■ **Texto fornecido**:
%%
Edifícios de influência estrangeira

Entre 1997 e 2000, oito dos 69 chamados jardins clássicos de Suzhou foram classificados pela Organização das Nações Unidas para a Educação, a Ciência e a Cultura (UNESCO, na sigla inglesa) como Património da Humanidade.

É este tipo de construção tradicional chinesa que o Laboratório Conjunto China-Portugal quer estudar em detalhe e não apenas em Suzhou. Para isso, diz Pan Yiting, a Universidade de Soochow quer que mais instituições de ensino superior e centros de investigação chineses se juntem ao laboratório.

A investigadora revelou que já foram convidados a Universidade de Tecnologia de Taiyuan, na província de Shanxi, no norte da China, a Universidade de Arquitetura de Anhui, no leste do país, e o Instituto de Formação e Investigação sobre o Património da Humanidade para a Região da Ásia, um centro da UNESCO situado em Suzhou.

Mas o Laboratório Conjunto China-Portugal está aberto ao eventual interesse de outras universidades lusófonas além de Évora, diz Pan Yiting. Isto porque também quer apostar na conservação de património arquitetónico “com influências tanto chinesas como estrangeiras, como os edifícios em Macau”, diz a académica.

“Podemos tornar-nos uma referência em termos de políticas e tecnologia para ajudar as cidades da China continental a aprender com as práticas de Macau”, defende Li Chaosu (ver caixa).

Um tipo de arquitetura que se encontra em muitas das cidades portuárias chinesas cedidas a países ocidentais após as Guerras do Ópio, no século 19, e até no campus principal da Universidade de Soochow, fundada em 1900.

Uma Faixa, Uma Rota

O primeiro contacto entre as universidades de Suzhou e de Évora aconteceu em Outubro de 2016, quando António Candeias visitou a cidade chinesa e assinou um memorando de entendimento. “Foi o início da nossa relação amigável e o estabelecimento de um modelo geral de cooperação”, recorda Pan Yiting.
%%
■ **Problema a resolver**: Copie na íntegra, sem qualquer alteração, o texto sobre o Laboratório Conjunto China-Portugal.

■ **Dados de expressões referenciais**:
%%
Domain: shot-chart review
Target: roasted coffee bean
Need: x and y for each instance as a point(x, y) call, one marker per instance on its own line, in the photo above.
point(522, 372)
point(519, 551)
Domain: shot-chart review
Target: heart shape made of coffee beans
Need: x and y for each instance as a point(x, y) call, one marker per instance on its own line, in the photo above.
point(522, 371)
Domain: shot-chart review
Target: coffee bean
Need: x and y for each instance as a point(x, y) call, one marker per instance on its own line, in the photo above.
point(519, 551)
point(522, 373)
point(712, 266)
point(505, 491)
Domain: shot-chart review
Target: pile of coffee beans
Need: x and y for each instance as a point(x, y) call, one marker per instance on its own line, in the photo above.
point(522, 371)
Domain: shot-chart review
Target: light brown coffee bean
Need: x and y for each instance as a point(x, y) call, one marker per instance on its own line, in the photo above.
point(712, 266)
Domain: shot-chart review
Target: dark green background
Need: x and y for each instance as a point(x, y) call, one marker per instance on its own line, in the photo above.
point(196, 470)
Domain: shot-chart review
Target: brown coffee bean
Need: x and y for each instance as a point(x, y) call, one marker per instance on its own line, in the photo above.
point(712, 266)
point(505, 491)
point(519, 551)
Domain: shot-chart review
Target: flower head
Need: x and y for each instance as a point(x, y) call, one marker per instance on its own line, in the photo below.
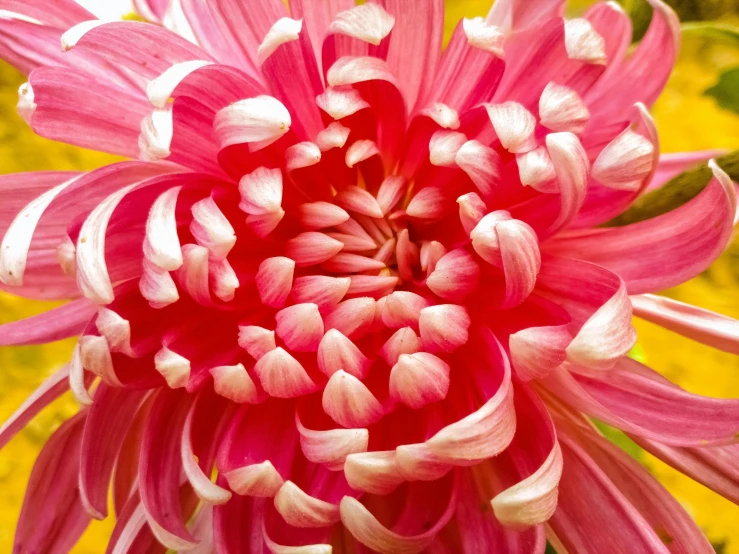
%%
■ **Resolução da tarefa**:
Edifícios de influência estrangeira

Entre 1997 e 2000, oito dos 69 chamados jardins clássicos de Suzhou foram classificados pela Organização das Nações Unidas para a Educação, a Ciência e a Cultura (UNESCO, na sigla inglesa) como Património da Humanidade.

É este tipo de construção tradicional chinesa que o Laboratório Conjunto China-Portugal quer estudar em detalhe e não apenas em Suzhou. Para isso, diz Pan Yiting, a Universidade de Soochow quer que mais instituições de ensino superior e centros de investigação chineses se juntem ao laboratório.

A investigadora revelou que já foram convidados a Universidade de Tecnologia de Taiyuan, na província de Shanxi, no norte da China, a Universidade de Arquitetura de Anhui, no leste do país, e o Instituto de Formação e Investigação sobre o Património da Humanidade para a Região da Ásia, um centro da UNESCO situado em Suzhou.

Mas o Laboratório Conjunto China-Portugal está aberto ao eventual interesse de outras universidades lusófonas além de Évora, diz Pan Yiting. Isto porque também quer apostar na conservação de património arquitetónico “com influências tanto chinesas como estrangeiras, como os edifícios em Macau”, diz a académica.

“Podemos tornar-nos uma referência em termos de políticas e tecnologia para ajudar as cidades da China continental a aprender com as práticas de Macau”, defende Li Chaosu (ver caixa).

Um tipo de arquitetura que se encontra em muitas das cidades portuárias chinesas cedidas a países ocidentais após as Guerras do Ópio, no século 19, e até no campus principal da Universidade de Soochow, fundada em 1900.

Uma Faixa, Uma Rota

O primeiro contacto entre as universidades de Suzhou e de Évora aconteceu em Outubro de 2016, quando António Candeias visitou a cidade chinesa e assinou um memorando de entendimento. “Foi o início da nossa relação amigável e o estabelecimento de um modelo geral de cooperação”, recorda Pan Yiting.